══ Text provided
Open Source has a problem with diversity. GitHub recently conducted a survey which revealed that 95% of the respondents were identifying as male. This is even worse than in the tech industry overall, where the percentage is only about 76%. Every other week, there seems to be another case of a maintainer engaging in targeted harassment against minorities. People somehow deem it completely okay to let these things slide, though.
Fortunately, there’s a couple of things we can do to make it easier and more comfortable for people that have never contributed to any open source project before, to contribute to our projects.
Add a Code of Conduct, and enforce it
This might seem like one of the easiest steps to do, but it actually requires a lot of dedication to pull through with. Basically, a Code of Conduct is a document detailing what is and what isn’t acceptable behavior in your project. A good Code of Conduct also details enforcement procedures, that means how the person violating the Code of Conduct gets dealt with. This is the point at which I’ve seen a looooot of projects fail. It’s easy enough to copy-paste a Code of Conduct into your project, but it’s more important to be clear on how to enforce it. Inconsistent —or worse, nonexistent— enforcement is just going to scare off newcomers even more!
The most widely adopted Code of Conduct is the Contributor Covenant. It’s a very good catch-all document, but it is a bit light in the enforcement section, so I’d recommend to flesh it out by yourself, be it by means of adding contact information or expanding the enforcement rules.
════
══ Given entries
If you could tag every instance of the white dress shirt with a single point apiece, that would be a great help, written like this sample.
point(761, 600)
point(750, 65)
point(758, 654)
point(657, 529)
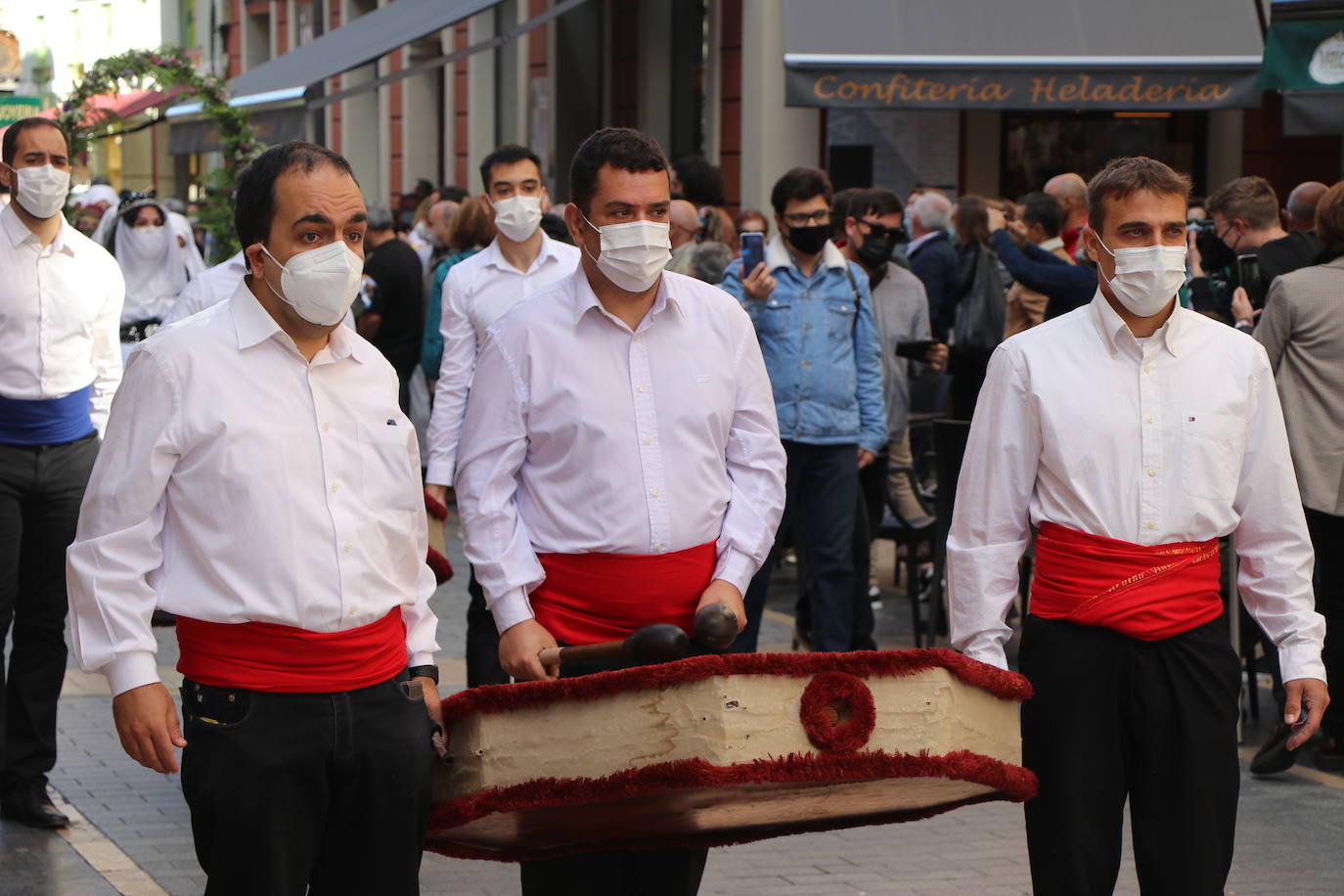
════
Work item A
Condense the paragraph in the open source diversity article above that begins "This might seem like one of the easiest steps" into a short bulleted list that keeps its main points.
Work item B
From the open source diversity article above, reproduce word for word the passage starting with "Add a Code of" and going on through "newcomers even more!".

Reply A
- Adding a Code of Conduct seems easy but takes real dedication to carry through.
- A Code of Conduct is a document setting out what behavior is and isn't acceptable in a project.
- A good one also spells out enforcement procedures, meaning how a person who violates it is dealt with.
- Many projects fail at enforcement. Copy-pasting a Code of Conduct is easy, but being clear on how to enforce it matters more.
- Inconsistent or nonexistent enforcement will scare off newcomers even more.

Reply B
Add a Code of Conduct, and enforce it
This might seem like one of the easiest steps to do, but it actually requires a lot of dedication to pull through with. Basically, a Code of Conduct is a document detailing what is and what isn’t acceptable behavior in your project. A good Code of Conduct also details enforcement procedures, that means how the person violating the Code of Conduct gets dealt with. This is the point at which I’ve seen a looooot of projects fail. It’s easy enough to copy-paste a Code of Conduct into your project, but it’s more important to be clear on how to enforce it. Inconsistent —or worse, nonexistent— enforcement is just going to scare off newcomers even more!